Challenge
Please continue the passage on the verses of homage to the Buddha, Nāgārjuna, and Asaṅga, starting right after its last line.

With respect to the third line, “whose mind sees all objects of knowledge as they are,” the root of the Buddha’s capability to proclaim all Dharma teachings, beginning with the dependent origination of cause and effect and the dependent origination of dependent imputation, arises from his being endowed with a mind that is omniscient of all aspects—of all modes and varieties of phenomena without exception. It states in the verse of homage of Maitreya’s Ornament for Clear Realization:

Through its perfect possession the subduers taught these varieties having all aspects . . .8

By reason of possessing these qualities, the Great Fifth’s homage praises the Bhagavān’s body from the viewpoint of excellent causes, his speech from the viewpoint of excellent results—or enlightened deeds—and his mind from the viewpoint of excellent nature, or excellent attributes of its nature. [7]

The verse of homage to Nāgārjuna and Asaṅga is as follows:


I praise those known as the two great trailblazers,

the renowned ones who transcended the domain of existence,

skilled in lifting up the vast and profound Dharma on the

back of the turtle of explanation, debate, and composition

when it sank into the inferior ocean of the world.

Coordinate annotation records
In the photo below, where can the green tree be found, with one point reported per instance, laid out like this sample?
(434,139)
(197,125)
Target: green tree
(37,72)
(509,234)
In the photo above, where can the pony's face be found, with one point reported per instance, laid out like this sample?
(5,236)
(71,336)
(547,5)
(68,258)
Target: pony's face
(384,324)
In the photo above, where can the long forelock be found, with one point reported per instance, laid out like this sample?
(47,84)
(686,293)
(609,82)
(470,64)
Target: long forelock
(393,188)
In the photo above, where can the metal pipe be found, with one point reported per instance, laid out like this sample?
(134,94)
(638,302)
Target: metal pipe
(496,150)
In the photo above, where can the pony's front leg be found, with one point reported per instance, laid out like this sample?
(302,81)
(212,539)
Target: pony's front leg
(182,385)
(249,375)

...

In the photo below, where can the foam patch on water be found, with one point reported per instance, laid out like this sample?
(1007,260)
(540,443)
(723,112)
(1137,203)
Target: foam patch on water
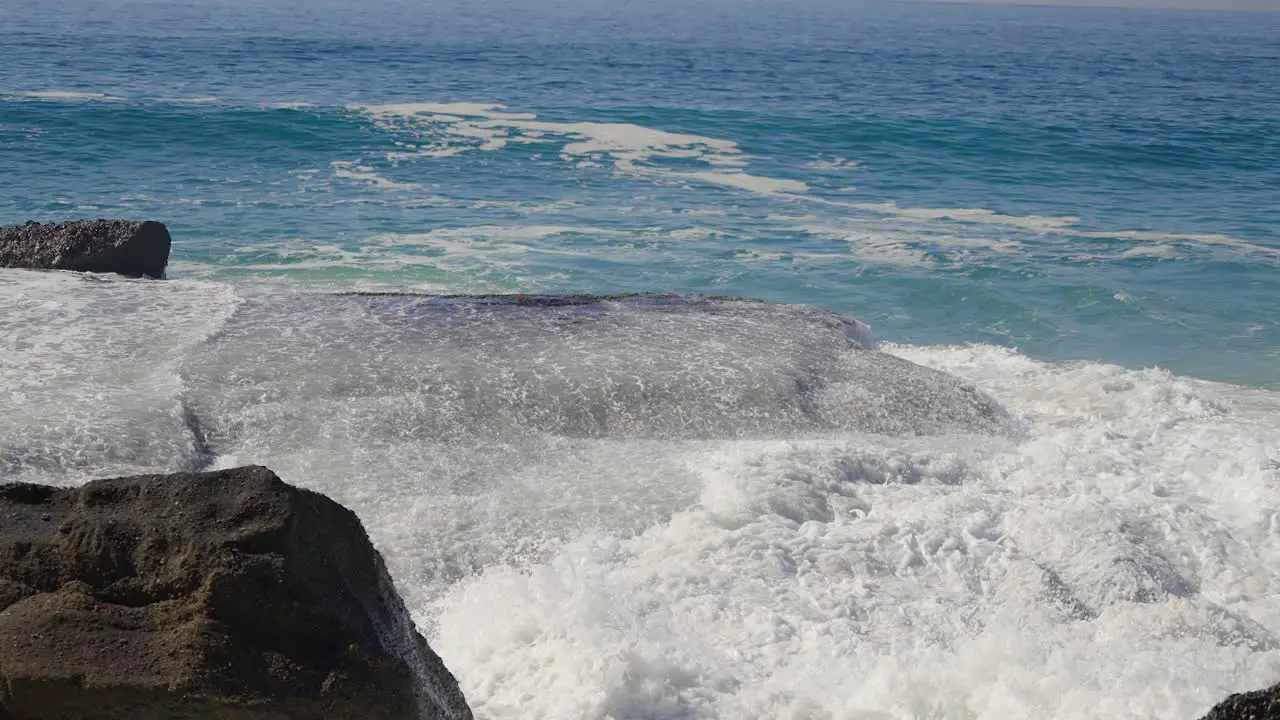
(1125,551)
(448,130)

Exercise response
Due to being similar to great trailblazers who force their way down a path with large wheels, thereby making it easier for other small-wheeled vehicles to move with ease, Nāgārjuna and Asaṅga are known as “the trailblazers who opened the way.” Since these two great beings excellently unraveled the exact intention of the victor, allowing numberless individuals, regardless of their country, to study them, they are similar to great trailblazers. They are openers of a path that restored the way of the sage’s words after they had declined, and they developed what had not declined.

With respect to this, there are many categories of Buddhadharma in general, and Mahāyāna Dharma in particular, and from that perspective it is incredibly vast. Likewise, from the perspective of profundity, because the meaning of emptiness is a very difficult point, Mahāyāna doctrine easily declines due to lack of understanding and misinterpretation. It is for this reason the kind Teacher came to the land of āryas, and was followed by the “seven successors to the teachings,”9 great beings who upheld the Dharma. However, after a while, when the degeneration of the Mahāyāna teachings became so great, Nāgārjuna and Asaṅga appeared in succession, in accordance with the scriptural prophecies of the Teacher. They opened a path in which they created a revival of the kind Teacher’s Dharma in general, and specifically of the vast and profound Dharma, both of which were temporarily defiled by the stains of lack of realization and wrong understanding, and had incurred degeneration. In doing so they opened the way for the vast proliferation of the Buddha’s system of teachings. [8] For this reason Nāgārjuna is called the opener of the trailblazer way of the Madhyamaka School, 9and Ārya Asaṅga is called the opener of the trailblazer way of the Yogācāra School.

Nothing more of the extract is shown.